Un congresso straordinario si convoca quando straordinarie sono le difficoltà politiche, organizzative e di clima interno.
Tuttavia, non è solamente il futuro di un partito – il nostro – che ci preoccupa, ci inquieta, ci appare avvolto nella nebbia dell’incertezza.
I partiti hanno una loro propria peculiare vocazione di servizio alla comunità. Senza di essa non sono utili a niente, se non a se stessi e alle proprie elites. Se vengono meno a questa vocazione, sopravvivono per inerzia e piano piano scompaiono.
È dunque la comunità trentina il soggetto vero della nostra preoccupata inquietudine; ad essa corriamo il rischio di far mancare il nostro contributo in una fase difficile e complessa.
Non è dunque un tempo ordinario, questo.  Blindare semplicemente ciò che oggi è rimasto dell’UPT o affidarsi alla sola virtù dell’unità dei vertici,  che pure è un valore, non è una risposta adeguata.
Essa si trova solamente se l’UPT recupera la vocazione originaria, se non disperde il senso del suo progetto, se rafforza la sua funzione di servizio alla comunità.
Ciò richiede pensiero, coraggio, libertà, costanza e apertura.

IL CONTESTO GLOBALE

Viviamo in un contesto sempre più interdipendente. I processi non solo economici, ma anche culturali e sociali attraversano frontiere e barriere di ogni tipo e ci pongono di fronte a sfide impensabili solo fino a pochi anni fa.
Le tendenze globali condizionano anche le forme consolidate della democrazia.
Essa è rimasta fortemente legata alla dimensione degli Stati Nazionali mentre la vita e i poteri reali hanno dimensione globale; nel contempo, sempre più grandi fette di popolazione – in tutta Europa – manifestano sentimenti di lontananza dalla politica e dalle procedure democratiche. Populismo e tecnocrazia sono le due scorciatoie che cercano di recuperare il terreno perduto. Ma si stenta ancora a intravvedere una convincente via di uscita da una profonda crisi della rappresentanza.
Alla base vi sono grandi trasformazioni sociali e antropologiche: la frammentazione della società e l’emergere prepotente del primato dei diritti individuali su quelli collettivi ne sono evidenti segnali. La cultura e la politica sono impreparate a rapportarsi con questi fenomeni: li rincorrono ma non riescono ancora compiutamente a interpretarli e meno che meno a guidarli, portati sempre più spesso a seguire le apparenti sicurezze del populismo e della banalizzazione che non aiutano a capire.

RITROVARE UNA BUSSOLA

Questi scenari richiedono a chi fa politica un surplus di riflessione e una solidità di analisi e di motivazione.
Richiedono sopratutto di ricercare una bussola che orienti e ispiri una azione che diversamente degrada nel pragmatismo esasperato, nella aridità culturale e nella prevalenza degli interessi di breve momento.

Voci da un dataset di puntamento
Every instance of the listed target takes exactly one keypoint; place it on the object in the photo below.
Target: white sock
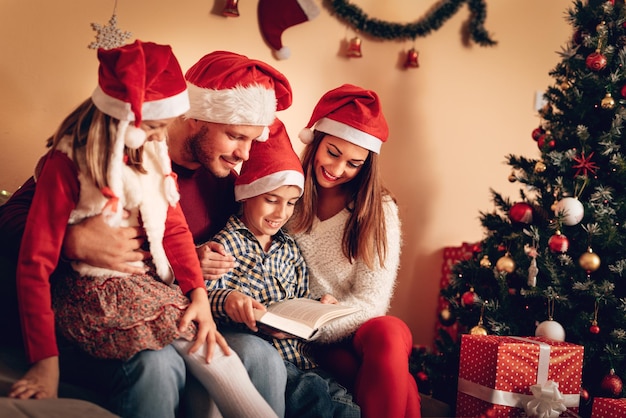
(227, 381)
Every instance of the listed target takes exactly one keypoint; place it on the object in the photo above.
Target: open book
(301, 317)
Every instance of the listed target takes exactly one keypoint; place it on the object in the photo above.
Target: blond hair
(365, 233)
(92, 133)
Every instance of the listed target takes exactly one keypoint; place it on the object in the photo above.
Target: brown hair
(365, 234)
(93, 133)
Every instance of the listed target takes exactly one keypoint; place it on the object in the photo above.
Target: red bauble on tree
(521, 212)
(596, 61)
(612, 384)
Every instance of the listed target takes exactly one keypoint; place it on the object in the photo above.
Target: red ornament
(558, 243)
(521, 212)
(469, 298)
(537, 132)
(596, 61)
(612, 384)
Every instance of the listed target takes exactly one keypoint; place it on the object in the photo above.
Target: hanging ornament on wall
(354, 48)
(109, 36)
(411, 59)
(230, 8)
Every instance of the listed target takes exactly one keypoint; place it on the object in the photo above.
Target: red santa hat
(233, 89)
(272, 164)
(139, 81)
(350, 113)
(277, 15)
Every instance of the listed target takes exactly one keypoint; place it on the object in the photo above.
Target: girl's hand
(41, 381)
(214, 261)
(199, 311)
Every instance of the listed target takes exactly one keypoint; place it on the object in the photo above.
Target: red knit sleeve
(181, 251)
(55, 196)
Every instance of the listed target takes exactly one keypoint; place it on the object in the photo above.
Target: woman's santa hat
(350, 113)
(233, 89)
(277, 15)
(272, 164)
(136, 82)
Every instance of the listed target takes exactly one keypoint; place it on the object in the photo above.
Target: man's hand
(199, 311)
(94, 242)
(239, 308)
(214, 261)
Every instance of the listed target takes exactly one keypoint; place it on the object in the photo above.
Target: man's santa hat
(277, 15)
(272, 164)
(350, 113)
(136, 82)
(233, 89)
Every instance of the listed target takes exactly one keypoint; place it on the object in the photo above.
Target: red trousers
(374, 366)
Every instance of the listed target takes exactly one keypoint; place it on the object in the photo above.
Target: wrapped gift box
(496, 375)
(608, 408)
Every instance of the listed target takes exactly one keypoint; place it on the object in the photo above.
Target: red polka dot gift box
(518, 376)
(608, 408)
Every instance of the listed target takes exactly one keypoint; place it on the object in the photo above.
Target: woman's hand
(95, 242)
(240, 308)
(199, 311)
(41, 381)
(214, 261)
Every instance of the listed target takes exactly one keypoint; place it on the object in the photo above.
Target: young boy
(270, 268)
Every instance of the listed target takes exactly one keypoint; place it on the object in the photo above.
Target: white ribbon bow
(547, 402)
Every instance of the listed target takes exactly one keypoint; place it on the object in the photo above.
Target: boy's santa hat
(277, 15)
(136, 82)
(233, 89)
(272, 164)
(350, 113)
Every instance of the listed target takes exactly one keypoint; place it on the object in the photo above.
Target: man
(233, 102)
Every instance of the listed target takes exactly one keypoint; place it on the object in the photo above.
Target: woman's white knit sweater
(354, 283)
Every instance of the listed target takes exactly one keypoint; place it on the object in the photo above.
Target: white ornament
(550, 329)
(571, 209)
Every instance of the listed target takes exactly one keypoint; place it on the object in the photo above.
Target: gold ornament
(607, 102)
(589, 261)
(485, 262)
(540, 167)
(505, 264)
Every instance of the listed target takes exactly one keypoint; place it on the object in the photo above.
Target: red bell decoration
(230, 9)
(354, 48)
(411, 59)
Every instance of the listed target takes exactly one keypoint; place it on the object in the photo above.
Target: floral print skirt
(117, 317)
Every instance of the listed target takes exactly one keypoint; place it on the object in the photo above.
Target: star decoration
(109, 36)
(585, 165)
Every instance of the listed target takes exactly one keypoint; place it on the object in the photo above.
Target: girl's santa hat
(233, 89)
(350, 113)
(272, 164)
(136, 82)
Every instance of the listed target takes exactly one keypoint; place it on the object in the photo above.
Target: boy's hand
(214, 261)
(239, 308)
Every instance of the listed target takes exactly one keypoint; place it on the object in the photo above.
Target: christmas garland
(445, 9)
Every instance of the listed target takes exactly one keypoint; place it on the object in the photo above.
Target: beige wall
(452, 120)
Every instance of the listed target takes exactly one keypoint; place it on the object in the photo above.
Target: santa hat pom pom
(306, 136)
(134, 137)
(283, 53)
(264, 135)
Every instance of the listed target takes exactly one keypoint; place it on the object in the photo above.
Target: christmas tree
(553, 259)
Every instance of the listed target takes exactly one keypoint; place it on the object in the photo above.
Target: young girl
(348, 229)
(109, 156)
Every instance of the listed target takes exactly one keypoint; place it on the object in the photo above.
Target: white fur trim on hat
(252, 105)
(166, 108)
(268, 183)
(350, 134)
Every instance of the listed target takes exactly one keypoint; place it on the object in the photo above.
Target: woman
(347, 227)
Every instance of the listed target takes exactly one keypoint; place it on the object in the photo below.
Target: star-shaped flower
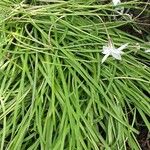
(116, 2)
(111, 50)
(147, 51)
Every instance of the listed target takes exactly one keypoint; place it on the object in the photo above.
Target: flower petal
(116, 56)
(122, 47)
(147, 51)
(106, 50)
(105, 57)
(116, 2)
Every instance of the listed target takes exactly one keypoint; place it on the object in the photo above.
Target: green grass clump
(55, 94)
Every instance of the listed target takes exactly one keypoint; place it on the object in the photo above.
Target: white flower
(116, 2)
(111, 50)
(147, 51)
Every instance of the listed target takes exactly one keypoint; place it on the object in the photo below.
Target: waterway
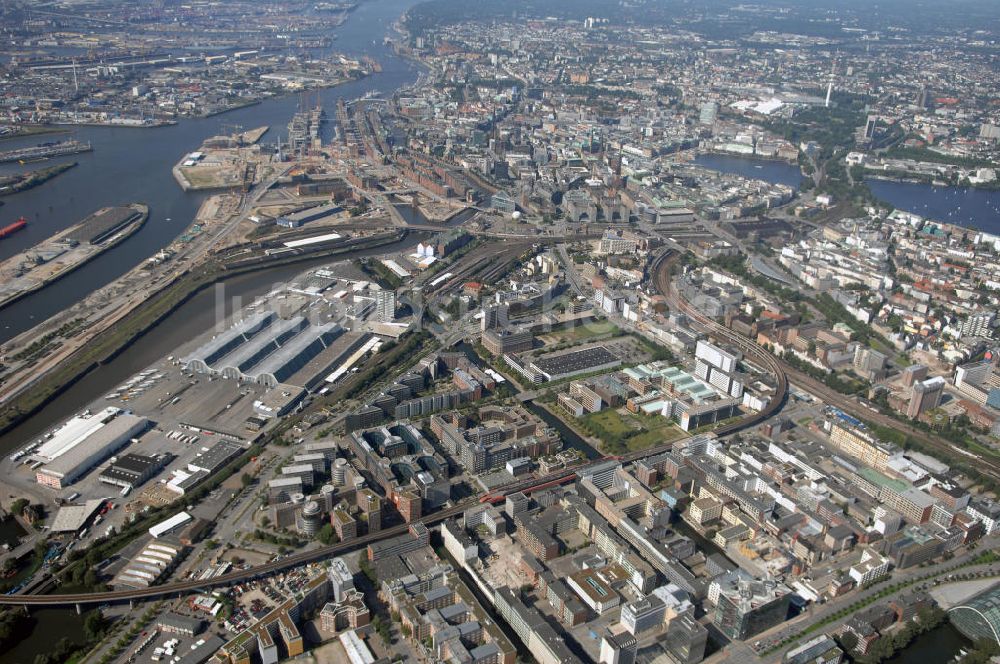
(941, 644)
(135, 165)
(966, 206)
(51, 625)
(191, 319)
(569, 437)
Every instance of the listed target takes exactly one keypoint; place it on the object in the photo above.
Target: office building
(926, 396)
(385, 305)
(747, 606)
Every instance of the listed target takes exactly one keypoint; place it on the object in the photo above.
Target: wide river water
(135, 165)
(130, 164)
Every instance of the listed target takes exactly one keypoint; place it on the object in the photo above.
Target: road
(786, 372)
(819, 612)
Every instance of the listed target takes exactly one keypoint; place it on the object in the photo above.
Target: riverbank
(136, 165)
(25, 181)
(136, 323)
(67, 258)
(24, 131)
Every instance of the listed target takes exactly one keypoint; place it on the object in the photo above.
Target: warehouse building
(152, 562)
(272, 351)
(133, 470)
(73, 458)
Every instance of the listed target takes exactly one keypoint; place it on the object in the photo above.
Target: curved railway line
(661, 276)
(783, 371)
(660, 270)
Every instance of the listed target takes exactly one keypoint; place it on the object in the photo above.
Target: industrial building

▶ [Compito assegnato 1] Individua nei record ogni riga che contiene la stringa "santa" e ricopiala.
▶ [Compito assegnato 2] Scrivi il seguito del testo sul congresso straordinario dell'UPT, riprendendo subito dopo l'ultima frase riportata.

▶ [Risultato del compito 1]
Target: red santa hat
Target: woman's santa hat
Target: man's santa hat
Target: boy's santa hat
Target: girl's santa hat
Target: santa hat pom pom

▶ [Risultato del compito 2]
Questa bussola, sopratutto per chi ha la nostra base ideale, e’ oggi offerta come dono non solo ecclesiale ma anche civile dal messaggio di Papa Francesco: ripartire dalle periferie. Da tutte le periferie: geografiche, umane, sociali, culturali.
Si vuole indicare così l’esigenza di ritrovare i valori costituivi delle comunità, attorno ai quali far crescere un nuovo umanesimo all’altezza di questo tempo di cambiamenti e di rotture.
Per questo serve ritornare ad una concezione esigente della politica e praticare sincera apertura ai segni dei tempi. La grande crisi globale di questi anni ci sta restituendo un mondo ed una società radicalmente diversi, che richiedono una riconversione culturale e civile.

IL TRENTINO

La nostra piccola comunità autonoma non è immune da questi processi globali, ne’ dal punto di vista economico ne’ da quello culturale e sociale.
La nostra stessa Autonomia ne viene attraversata e trasformata.
Non è solo questione di modifiche costituzionali e istituzionali: è sopratutto questione di trasformazioni strutturali della società e del contesto globale.
I pilastri della nostra Autonomia vengono oggi posti in una luce diversa.
Siamo terra di minoranze minacciate dai nazionalismi; oggi però i processi migratori mescolano lingue, culture, religioni, identità nazionali in ogni punto del pianeta.
Siamo terra di raccordo tra culture nel cuore dell’Europa, un tempo centro del mondo; oggi però l’Europa non è più essa stessa centrale;
Siamo terra di autogoverno e di gestioni collettive; oggi però il vento spinge alla verticalizzazione, agli individualismi, alla fuga dalla partecipazione attiva e responsabile.
Siamo terra di forte identità in simbiosi col territorio; oggi però i flussi sempre più forti travolgono confini e barriere di ogni tipo.

ESSERE LABORATORIO PER EVITARE LA BANALIZZAZIONE

In un tempo come questo, non basta difendere le regole giuridiche, anche se va fatto con determinazione, a cominciare con la revisione dello Statuto. Occorre reinterpretare la costituzione materiale della nostra comunità autonoma, cercando nuovi significati per i pilastri fondativi e nuovi linguaggi per rappresentarli.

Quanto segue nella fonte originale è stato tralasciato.